Cass. pen. Sez. III, Sent., (ud. 26-05-2011) 23-06-2011, n.Reati edilizi 25217

Sentenza scelta dal dott. Domenico Cirasole direttore del sito giuridico http://www.gadit.it/

Svolgimento del processo

La Corte d’appello di Roma,con sentenza del 15 gennaio del 2010, in riforma di quella pronunciata il 29.9.2008 dal tribunale della medesima città, condannava P.D. alla pena di mesi cinque di reclusione,quale responsabile, in concorso di circostanze attenuanti generiche, del reato di cui agli artt. 48 e 480 c.p., perchè, presentando un’ingannevole domanda di condono edilizio n. (OMISSIS), con la quale si intendeva sanare la trasformazione di un locale "cabina idrica" sito all’ultimo piano dello stabile di (OMISSIS), in locale abitativo, induceva in errore l’Amministrazione comunale che rilasciava la concessione in sanatoria n. (OMISSIS), con cui attestava e legittimava falsamente l’esistenza di una nuova costruzione – ampliamento di mq. 30 con destinazione d’uso residenziale. In (OMISSIS).

Con la medesima sentenza la Corte assolveva,con la formula "perchè il fatto non costituisce reato", l’imputato dal delitto di cui all’art. 483 del c.p. come richiamato dal D.P.R. n. 445 del 2000, art. 76 perchè, con dichiarazione sostitutiva di atto di notorietà, resa ai sensi dell’art. 47, D.P.R. citato a corredo della domanda di condono edilizio di cui al capo che precede, aveva attestato, contrariamente al vero, di essere "proprietario unico" dell’unità immobiliare ivi indicatala quale invece apparteneva alla "Flavia 90 s.r.l.", che in data 27.5.2003 aveva ceduto il diritto di proprietà e il diritto di abitazione sulla stessa rispettivamente a P. L. e A.R., figlia e coniuge del prevenuto;

dichiarava non doversi procedere nei confronti del medesimo in ordine al reato di cui all’art. 81 c.p., del D.P.R. n. 380 del 2001, art. 44, lett. c) e del D.Lgs. n. 42 del 2004, art. 181 perchè, quale committente, aveva effettuato, in area sottoposta a vincolo paesaggistico ex art. 134, lett. a) del D.Lgs. citato ed in zona A) del piano regolatore, (al cui interno erano consentiti soltanto interventi conservativi), lavori edilizi, consistiti nella trasformazione del locale cabina idrica di cui ai capi che precedono in un’unità abitativa, in assenza di permesso di costruire e di autorizzazione paesistica.
* * *
Ricopia parola per parola il tratto della sentenza che comincia con "Svolgimento del processo" e si ferma dopo "residenziale. In (OMISSIS).". I record non hanno alcun ruolo in questo esercizio.
* * *
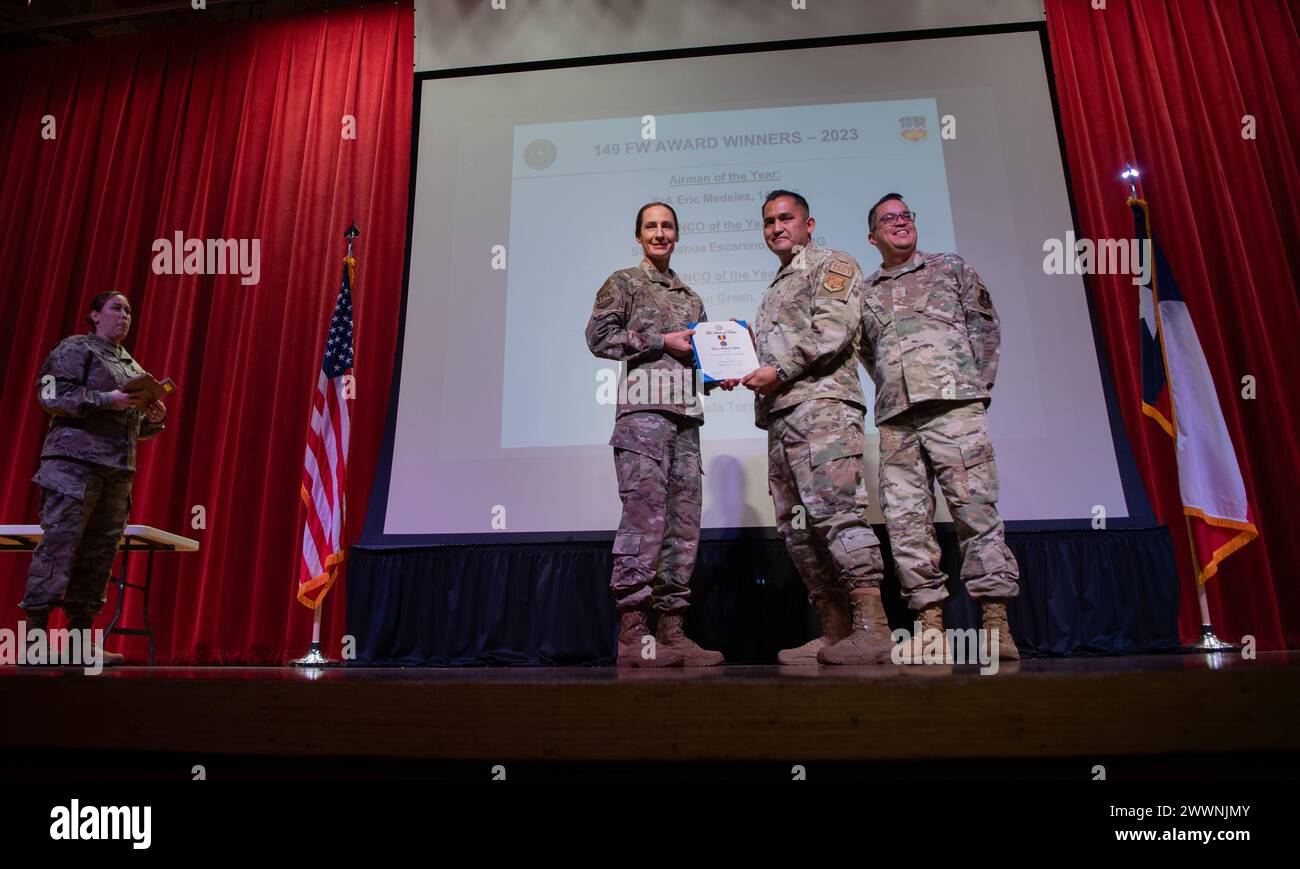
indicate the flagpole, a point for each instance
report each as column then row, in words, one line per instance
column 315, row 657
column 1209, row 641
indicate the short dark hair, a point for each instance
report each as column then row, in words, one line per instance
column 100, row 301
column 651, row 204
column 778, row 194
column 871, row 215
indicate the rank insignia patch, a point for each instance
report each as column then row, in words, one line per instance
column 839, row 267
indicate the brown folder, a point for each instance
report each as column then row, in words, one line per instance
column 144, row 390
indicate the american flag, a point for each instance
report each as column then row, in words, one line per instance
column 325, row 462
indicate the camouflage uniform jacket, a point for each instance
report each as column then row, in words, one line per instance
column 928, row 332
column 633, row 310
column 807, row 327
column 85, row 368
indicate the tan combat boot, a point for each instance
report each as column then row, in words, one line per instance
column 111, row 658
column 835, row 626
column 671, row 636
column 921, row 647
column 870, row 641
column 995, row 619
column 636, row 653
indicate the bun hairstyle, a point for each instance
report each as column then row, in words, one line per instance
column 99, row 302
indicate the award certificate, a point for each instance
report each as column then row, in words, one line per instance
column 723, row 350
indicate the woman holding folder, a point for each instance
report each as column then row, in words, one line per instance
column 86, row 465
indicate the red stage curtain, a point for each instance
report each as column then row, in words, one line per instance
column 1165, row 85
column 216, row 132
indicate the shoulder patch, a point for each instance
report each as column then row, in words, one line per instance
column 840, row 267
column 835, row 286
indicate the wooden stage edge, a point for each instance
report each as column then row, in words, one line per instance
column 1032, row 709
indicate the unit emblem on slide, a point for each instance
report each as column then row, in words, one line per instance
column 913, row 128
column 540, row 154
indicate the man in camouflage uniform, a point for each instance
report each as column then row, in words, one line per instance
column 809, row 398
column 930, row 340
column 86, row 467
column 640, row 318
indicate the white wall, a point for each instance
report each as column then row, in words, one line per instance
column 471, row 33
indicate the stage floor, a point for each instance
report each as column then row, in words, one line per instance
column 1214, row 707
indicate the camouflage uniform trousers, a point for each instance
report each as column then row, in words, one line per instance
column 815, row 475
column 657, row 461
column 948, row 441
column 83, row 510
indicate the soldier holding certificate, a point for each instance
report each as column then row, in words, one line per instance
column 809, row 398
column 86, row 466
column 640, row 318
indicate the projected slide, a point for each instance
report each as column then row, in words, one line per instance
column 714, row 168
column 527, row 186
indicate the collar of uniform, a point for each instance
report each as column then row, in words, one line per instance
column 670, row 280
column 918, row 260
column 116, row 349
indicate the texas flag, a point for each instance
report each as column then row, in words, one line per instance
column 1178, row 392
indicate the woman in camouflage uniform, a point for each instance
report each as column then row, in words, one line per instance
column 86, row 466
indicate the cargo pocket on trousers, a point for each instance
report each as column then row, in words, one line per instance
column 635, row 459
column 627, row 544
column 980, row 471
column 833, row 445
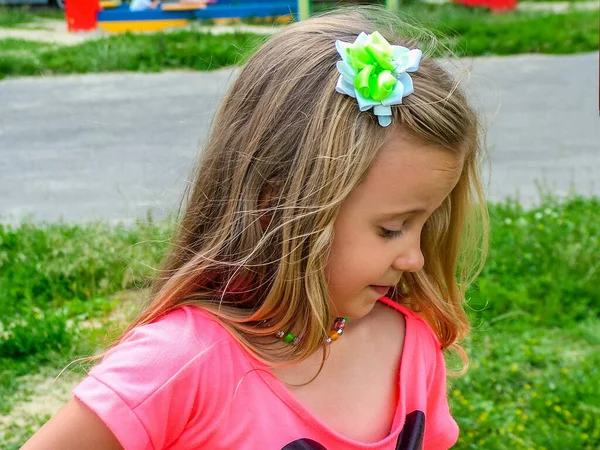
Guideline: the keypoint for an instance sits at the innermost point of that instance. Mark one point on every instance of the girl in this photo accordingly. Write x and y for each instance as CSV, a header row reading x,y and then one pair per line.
* * *
Risposta ->
Svolgimento del processo

La Corte d’appello di Roma,con sentenza del 15 gennaio del 2010, in riforma di quella pronunciata il 29.9.2008 dal tribunale della medesima città, condannava P.D. alla pena di mesi cinque di reclusione,quale responsabile, in concorso di circostanze attenuanti generiche, del reato di cui agli artt. 48 e 480 c.p., perchè, presentando un’ingannevole domanda di condono edilizio n. (OMISSIS), con la quale si intendeva sanare la trasformazione di un locale "cabina idrica" sito all’ultimo piano dello stabile di (OMISSIS), in locale abitativo, induceva in errore l’Amministrazione comunale che rilasciava la concessione in sanatoria n. (OMISSIS), con cui attestava e legittimava falsamente l’esistenza di una nuova costruzione – ampliamento di mq. 30 con destinazione d’uso residenziale. In (OMISSIS).